▶ _EXERCISE PROMPT_
Apart from the pictures, return every line of the listing exactly.
== INPUT RECORDS
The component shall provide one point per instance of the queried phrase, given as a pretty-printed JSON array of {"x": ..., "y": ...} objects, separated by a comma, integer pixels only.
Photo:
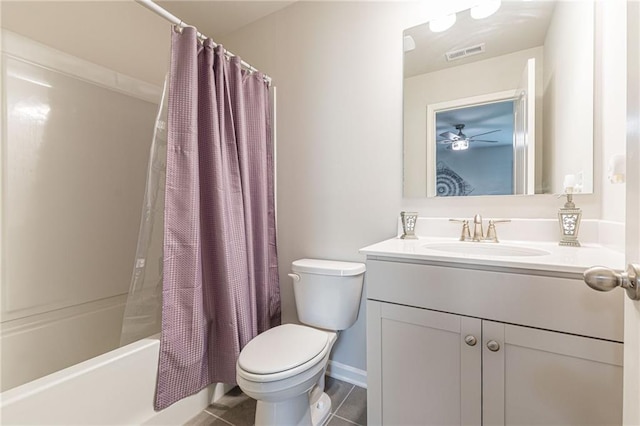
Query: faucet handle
[
  {"x": 491, "y": 231},
  {"x": 466, "y": 234}
]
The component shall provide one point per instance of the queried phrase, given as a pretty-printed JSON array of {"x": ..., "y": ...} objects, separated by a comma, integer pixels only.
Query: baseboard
[{"x": 347, "y": 373}]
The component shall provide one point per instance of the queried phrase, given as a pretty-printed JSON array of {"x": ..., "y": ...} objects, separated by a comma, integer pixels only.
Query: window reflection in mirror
[{"x": 539, "y": 55}]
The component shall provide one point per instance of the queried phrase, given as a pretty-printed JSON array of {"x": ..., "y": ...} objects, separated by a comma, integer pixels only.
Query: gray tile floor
[{"x": 348, "y": 407}]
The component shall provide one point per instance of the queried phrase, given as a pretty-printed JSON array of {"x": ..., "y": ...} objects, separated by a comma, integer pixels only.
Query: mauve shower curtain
[{"x": 220, "y": 286}]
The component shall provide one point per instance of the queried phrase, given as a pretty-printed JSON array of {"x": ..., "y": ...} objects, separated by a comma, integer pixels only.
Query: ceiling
[
  {"x": 216, "y": 18},
  {"x": 517, "y": 25}
]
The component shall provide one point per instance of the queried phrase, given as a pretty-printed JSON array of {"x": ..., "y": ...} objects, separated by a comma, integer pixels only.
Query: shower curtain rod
[{"x": 160, "y": 11}]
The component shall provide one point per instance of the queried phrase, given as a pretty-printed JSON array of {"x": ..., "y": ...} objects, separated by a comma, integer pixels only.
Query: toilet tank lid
[{"x": 327, "y": 267}]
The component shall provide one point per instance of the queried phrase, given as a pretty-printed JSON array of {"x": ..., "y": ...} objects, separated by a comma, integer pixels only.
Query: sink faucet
[{"x": 478, "y": 232}]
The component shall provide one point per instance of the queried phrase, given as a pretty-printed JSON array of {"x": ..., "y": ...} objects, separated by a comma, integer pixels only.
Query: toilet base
[
  {"x": 294, "y": 411},
  {"x": 321, "y": 410}
]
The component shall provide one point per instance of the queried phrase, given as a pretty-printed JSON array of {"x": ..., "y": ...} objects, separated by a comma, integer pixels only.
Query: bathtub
[{"x": 116, "y": 388}]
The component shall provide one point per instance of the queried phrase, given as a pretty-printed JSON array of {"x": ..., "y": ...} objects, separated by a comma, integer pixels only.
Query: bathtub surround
[
  {"x": 220, "y": 276},
  {"x": 116, "y": 388}
]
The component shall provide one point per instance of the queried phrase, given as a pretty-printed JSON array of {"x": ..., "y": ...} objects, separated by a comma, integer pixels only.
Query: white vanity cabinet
[{"x": 451, "y": 344}]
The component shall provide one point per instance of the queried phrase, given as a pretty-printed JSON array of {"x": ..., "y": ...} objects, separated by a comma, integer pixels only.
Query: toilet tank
[{"x": 327, "y": 292}]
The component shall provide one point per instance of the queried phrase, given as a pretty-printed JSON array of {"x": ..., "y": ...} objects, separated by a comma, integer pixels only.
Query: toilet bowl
[{"x": 283, "y": 368}]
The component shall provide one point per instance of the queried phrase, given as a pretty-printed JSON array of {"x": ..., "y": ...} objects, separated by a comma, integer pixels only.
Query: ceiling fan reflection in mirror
[{"x": 460, "y": 141}]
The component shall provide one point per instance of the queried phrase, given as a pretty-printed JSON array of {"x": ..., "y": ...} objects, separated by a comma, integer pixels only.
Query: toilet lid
[{"x": 282, "y": 348}]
====
▶ _WORKED SOLUTION_
The component shall provide one point per instance of the queried phrase, given as a pretty-printed JSON array of {"x": ..., "y": ...} objects, separated by a comma, integer pixels only.
Photo:
Query: faucet handle
[
  {"x": 491, "y": 231},
  {"x": 466, "y": 234}
]
The component shall provide one point per instance of the queried phrase, given as a pretty-printed JSON array of {"x": ..., "y": ...} objects, separated by a comma, integer pixels only.
Query: baseboard
[{"x": 347, "y": 373}]
The component shall provide one point per instance of the queried phrase, given as a pretty-printed JSON array of {"x": ..., "y": ...} objects, separated by a comma, integer pixels only.
Query: window reflection in mirror
[{"x": 539, "y": 55}]
The component shall provide one point per instance of the queried phrase, given as a pretty-printed JSON array of {"x": ..., "y": ...} objects, separated by a comma, integer pixels only.
Query: gray tile floor
[{"x": 348, "y": 407}]
The component shall provide one point per instance of the queried phrase, given as a pretty-printed JSON array of {"x": ..., "y": ...} objects, separated by a comma, integer pixels only.
Query: mauve shower curtain
[{"x": 220, "y": 286}]
The component shall provide one point per instance of the queried phrase, given as a pretty-printed JSON array of {"x": ..., "y": ...} objects, separated by a comma, integer pixels only.
Query: ceiling
[
  {"x": 216, "y": 18},
  {"x": 517, "y": 25}
]
The component shall provide one point per instance of the queried phrase, given as a pretty-printed JSON array of {"x": ..., "y": ...} objects, separated by a comma, integer pixels only.
Query: shower curtain rod
[{"x": 160, "y": 11}]
The component shall provide one point per instance of the queried phrase, given as a pretty-printed JSON array of {"x": ..., "y": ...} objects, separated by a comma, integer pixels only.
Query: toilet tank lid
[{"x": 327, "y": 267}]
The component shall provide one point per instance of the queried phrase, given as a pretty-printed JSON array of {"x": ..., "y": ...} objects, separated by a comma, integer pixels only.
Query: sink faucet
[{"x": 478, "y": 232}]
The component shall provide one point per instance of the queried phrase, given as a pretty-printed JSON array of {"x": ..., "y": ...} objects, separated by a comma, integer pixels only.
Query: toilet base
[
  {"x": 294, "y": 411},
  {"x": 321, "y": 410}
]
The component shall provide one point per instance of the queried phrase, given as a pretty-printed JSON array of {"x": ..., "y": ...} objects, separated by a comma, integer pixels only.
Query: bathtub
[{"x": 116, "y": 388}]
The component shall provide one point per instance of the queried phrase, given as a pretty-printed JSON array of {"x": ..., "y": ...} objects, separated by a comma, integer pixels only.
Query: bathtub surround
[
  {"x": 220, "y": 276},
  {"x": 116, "y": 388}
]
The component shall provide one point per instance of the queried phrase, given as a pretty-printed JSON array of {"x": ..., "y": ...} objects, separated by a comma, integer pixels only.
Query: white vanity cabinet
[{"x": 451, "y": 344}]
The component shall provide one point per instance of the queried phrase, given as a pretty-printed JSON array of {"x": ..., "y": ...} objects, separated by a comma, integer pixels only.
Query: toilet tank
[{"x": 327, "y": 292}]
The component shall provide one point per instance of the queried phrase, given as a pretty-printed JSON array of {"x": ..., "y": ...} objects, separated by a comma, integer pixels only.
Query: toilet bowl
[{"x": 283, "y": 368}]
The component shall provide one point per instance of the queried phrase, given as a pretty-printed JSON array of {"x": ..., "y": ...} objects, separated by a comma, integer pixels only.
Query: ceiling fan reflection in mirror
[{"x": 460, "y": 141}]
The component shall provide one point per instance of the queried phrase, given as a pretty-printed JSON array of {"x": ..., "y": ...} objects, separated by a comma, integer pixels only.
Query: toilet lid
[{"x": 282, "y": 348}]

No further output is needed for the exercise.